:: WHAT TO PRODUCE ::
Print, please, the line that contains "of the stone" and each line after it to the end of the entries, unchanged and with nothing else.

━━ LISTED ENTRIES ━━

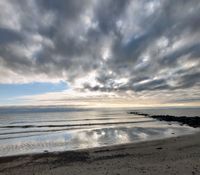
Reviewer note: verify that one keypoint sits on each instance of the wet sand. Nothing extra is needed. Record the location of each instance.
(178, 155)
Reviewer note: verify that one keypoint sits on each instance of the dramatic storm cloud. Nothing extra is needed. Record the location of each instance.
(137, 48)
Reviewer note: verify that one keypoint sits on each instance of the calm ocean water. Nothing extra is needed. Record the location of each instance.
(38, 129)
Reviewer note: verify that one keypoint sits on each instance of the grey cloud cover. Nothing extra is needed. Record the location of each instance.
(137, 45)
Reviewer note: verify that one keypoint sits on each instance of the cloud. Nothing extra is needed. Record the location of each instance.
(108, 46)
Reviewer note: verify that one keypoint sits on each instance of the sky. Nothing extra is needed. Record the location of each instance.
(100, 52)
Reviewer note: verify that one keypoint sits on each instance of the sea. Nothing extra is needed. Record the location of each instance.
(32, 130)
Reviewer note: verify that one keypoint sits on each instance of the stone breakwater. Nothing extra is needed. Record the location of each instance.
(184, 120)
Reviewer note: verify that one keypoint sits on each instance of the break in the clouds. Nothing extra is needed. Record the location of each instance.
(139, 48)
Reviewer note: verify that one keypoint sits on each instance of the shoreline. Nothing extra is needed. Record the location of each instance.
(175, 155)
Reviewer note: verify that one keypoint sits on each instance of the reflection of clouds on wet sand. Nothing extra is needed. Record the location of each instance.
(80, 139)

━━━

:: RESPONSE ::
Reviewer note: verify that one keypoint sits on each instance of the stone breakwater. Nothing extra is needed. Record the location of each instance.
(184, 120)
Reviewer note: verify that one keypoint sits on each instance of the break in the clouds. Nothing extra is needed. Record the location of each instance.
(139, 48)
Reviewer note: verify that one keypoint sits on each instance of the shoreline. Nothing extra is needed. Record the location of each instance.
(175, 155)
Reviewer note: verify that one keypoint sits on each instance of the reflection of clouds on wet sand. Nothing extra is needed. Record the location of each instance.
(80, 139)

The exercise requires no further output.